↓

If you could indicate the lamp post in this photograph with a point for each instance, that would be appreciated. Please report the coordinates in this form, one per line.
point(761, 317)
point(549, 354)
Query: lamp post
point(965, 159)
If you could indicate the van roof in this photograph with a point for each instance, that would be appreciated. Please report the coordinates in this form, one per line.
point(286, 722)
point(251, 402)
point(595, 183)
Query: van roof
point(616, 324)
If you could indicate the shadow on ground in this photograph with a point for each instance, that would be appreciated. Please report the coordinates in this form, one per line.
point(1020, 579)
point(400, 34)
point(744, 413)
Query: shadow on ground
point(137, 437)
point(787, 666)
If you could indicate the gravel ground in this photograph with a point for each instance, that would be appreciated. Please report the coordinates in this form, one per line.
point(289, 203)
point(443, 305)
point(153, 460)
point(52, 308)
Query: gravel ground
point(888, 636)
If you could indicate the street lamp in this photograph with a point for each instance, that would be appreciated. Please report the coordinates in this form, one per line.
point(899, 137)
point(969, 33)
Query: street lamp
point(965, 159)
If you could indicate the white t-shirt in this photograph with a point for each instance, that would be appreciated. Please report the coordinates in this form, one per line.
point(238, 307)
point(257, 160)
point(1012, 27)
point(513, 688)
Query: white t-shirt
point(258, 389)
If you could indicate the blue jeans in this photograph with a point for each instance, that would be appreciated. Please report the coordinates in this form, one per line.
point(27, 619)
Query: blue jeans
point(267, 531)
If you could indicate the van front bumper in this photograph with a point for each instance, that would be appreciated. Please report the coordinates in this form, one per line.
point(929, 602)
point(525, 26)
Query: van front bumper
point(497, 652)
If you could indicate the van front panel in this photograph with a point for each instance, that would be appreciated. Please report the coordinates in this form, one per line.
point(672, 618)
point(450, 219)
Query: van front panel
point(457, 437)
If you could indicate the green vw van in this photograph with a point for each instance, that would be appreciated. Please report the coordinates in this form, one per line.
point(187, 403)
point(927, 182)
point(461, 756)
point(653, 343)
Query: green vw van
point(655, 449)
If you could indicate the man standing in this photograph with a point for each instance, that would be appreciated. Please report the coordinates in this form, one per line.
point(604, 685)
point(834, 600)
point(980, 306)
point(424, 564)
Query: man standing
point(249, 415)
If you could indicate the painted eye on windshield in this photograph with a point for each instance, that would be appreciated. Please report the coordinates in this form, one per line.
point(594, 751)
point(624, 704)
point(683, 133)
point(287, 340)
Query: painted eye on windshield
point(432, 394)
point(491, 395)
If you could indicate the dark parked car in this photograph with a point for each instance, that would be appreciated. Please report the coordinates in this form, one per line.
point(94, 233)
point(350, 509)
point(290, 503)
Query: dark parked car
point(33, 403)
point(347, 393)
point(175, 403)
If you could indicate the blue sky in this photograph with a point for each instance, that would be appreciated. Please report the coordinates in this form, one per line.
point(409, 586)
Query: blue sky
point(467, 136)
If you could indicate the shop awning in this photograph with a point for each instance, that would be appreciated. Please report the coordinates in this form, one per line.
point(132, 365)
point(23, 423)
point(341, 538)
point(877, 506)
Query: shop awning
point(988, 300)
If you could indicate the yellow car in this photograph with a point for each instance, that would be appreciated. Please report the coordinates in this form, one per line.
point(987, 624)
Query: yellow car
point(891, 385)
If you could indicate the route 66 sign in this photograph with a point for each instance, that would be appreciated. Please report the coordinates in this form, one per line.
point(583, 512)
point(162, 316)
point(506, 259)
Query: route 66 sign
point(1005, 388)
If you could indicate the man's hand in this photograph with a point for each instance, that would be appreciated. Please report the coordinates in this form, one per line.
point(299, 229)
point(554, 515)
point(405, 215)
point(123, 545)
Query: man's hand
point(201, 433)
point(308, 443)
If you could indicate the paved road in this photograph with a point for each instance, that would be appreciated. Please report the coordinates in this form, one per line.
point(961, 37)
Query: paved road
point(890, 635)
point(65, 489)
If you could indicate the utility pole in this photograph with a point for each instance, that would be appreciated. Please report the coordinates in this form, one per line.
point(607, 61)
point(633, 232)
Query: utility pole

↑

The request:
Convert every line of the items above into a JSON list of strings, one string per line, leaving out blank lines.

Output:
[
  "If you could indicate the lamp post in this photograph with a point for each instance, that would be appreciated. Please report the coordinates in this form, one per line.",
  "point(761, 317)",
  "point(549, 354)",
  "Query: lamp post",
  "point(965, 159)",
  "If you could indicate the van roof in this photograph with a point for each instance, that would be appreciated. Please report the coordinates in this form, one per line.",
  "point(286, 722)",
  "point(251, 402)",
  "point(595, 183)",
  "Query: van roof",
  "point(616, 324)",
  "If you could indicate the shadow on ground in this photograph with a point for each instance, that would be appreciated. Please report the coordinates in this form, one per line.",
  "point(1020, 579)",
  "point(400, 34)",
  "point(744, 413)",
  "Query: shadow on ground",
  "point(137, 437)",
  "point(787, 666)",
  "If you could indicate the gravel ground in this photograph with a point for each instance, that would be appreciated. Please report the coordinates in this form, one per line.",
  "point(289, 203)",
  "point(443, 305)",
  "point(153, 460)",
  "point(52, 308)",
  "Query: gravel ground",
  "point(888, 636)",
  "If you could indicate the street lamp in this photograph with a point for each instance, that would be appreciated. Please report the coordinates in this form, one per line.",
  "point(899, 137)",
  "point(969, 33)",
  "Query: street lamp",
  "point(965, 159)",
  "If you could indicate the white t-shirt in this photograph with a point for each instance, that would be appreciated. Please report the coordinates in this form, one per line.",
  "point(238, 307)",
  "point(257, 160)",
  "point(1012, 27)",
  "point(513, 688)",
  "Query: white t-shirt",
  "point(258, 389)",
  "If you could indicate the blue jeans in this photograph with a point for each instance, that would be appreciated. Please report the coordinates in this form, one per line.",
  "point(27, 619)",
  "Query: blue jeans",
  "point(267, 531)",
  "If you could indicate the van front bumper in this photograph with a point for each instance, that would be appreciated. Please report the coordinates in this form, one per line.",
  "point(929, 602)",
  "point(525, 26)",
  "Query: van front bumper",
  "point(497, 652)",
  "If you could indicate the van front panel in this photograph with a point for each instance, that would be appreciated. Please report the coordinates in this form, one per line.",
  "point(672, 618)",
  "point(450, 219)",
  "Query: van front panel",
  "point(457, 437)",
  "If you could indicate the green vw van in this photograph with a point for each instance, that would be appreciated. Please report the coordinates in this form, one per line.",
  "point(187, 403)",
  "point(927, 182)",
  "point(461, 756)",
  "point(653, 343)",
  "Query: green vw van",
  "point(655, 449)",
  "If you could indicate the man standing in this photograph with a point for each instance, that would be appreciated. Please report the coordinates in this form, one per line.",
  "point(604, 685)",
  "point(834, 600)",
  "point(980, 306)",
  "point(424, 564)",
  "Query: man standing",
  "point(249, 415)",
  "If you could indicate the painted eye on windshield in this photograph with a point for each instance, that would be appreciated. Please report the coordinates in this form, one per line.",
  "point(594, 751)",
  "point(624, 704)",
  "point(683, 133)",
  "point(287, 340)",
  "Query: painted eye on windshield",
  "point(432, 394)",
  "point(491, 395)",
  "If you could indicate the dark parked car in this photograph with a point for each instance, that would be appreciated. Please report the coordinates in this form, one per line.",
  "point(94, 233)",
  "point(350, 509)",
  "point(290, 503)",
  "Query: dark parked car",
  "point(33, 403)",
  "point(347, 393)",
  "point(175, 403)",
  "If you could indicate the blue sky in this photograph with a point for each instance, that would be appreciated. Please report the coordinates in this form, one per line.",
  "point(409, 586)",
  "Query: blue sky",
  "point(467, 136)",
  "If you could indicate the shop awning in this photograph with a point for each instance, that would be appreciated. Please report the coordinates in this form, one per line.",
  "point(132, 365)",
  "point(23, 423)",
  "point(341, 538)",
  "point(877, 506)",
  "Query: shop awning",
  "point(988, 300)",
  "If you could indicate the yellow car in this photograph with a point for each instance, that would be appreciated. Please report the coordinates in this form, one per line.",
  "point(987, 624)",
  "Query: yellow car",
  "point(891, 385)",
  "If you could indicate the route 66 sign in this photograph with a point for each instance, that would be appreciated. Please report the coordinates in this form, one per line.",
  "point(583, 512)",
  "point(162, 316)",
  "point(506, 259)",
  "Query: route 66 sign",
  "point(1005, 388)",
  "If you could indicate the man's hand in this photograph with a point for each instance, that would be appreciated. Please report the coordinates in this form, one per line.",
  "point(299, 229)",
  "point(554, 515)",
  "point(405, 215)",
  "point(123, 545)",
  "Query: man's hand",
  "point(201, 433)",
  "point(308, 443)",
  "If you could indicate the paved road in this photograph with a point for each instance, that would be appreciated. Please report the coordinates in this form, one per line.",
  "point(961, 37)",
  "Query: paved road",
  "point(890, 635)",
  "point(65, 489)",
  "If you could indicate the utility pole in this photograph with a point for each instance, that would be appreciated. Please report the coordinates in this form, one per line.",
  "point(607, 61)",
  "point(633, 232)",
  "Query: utility pole"
]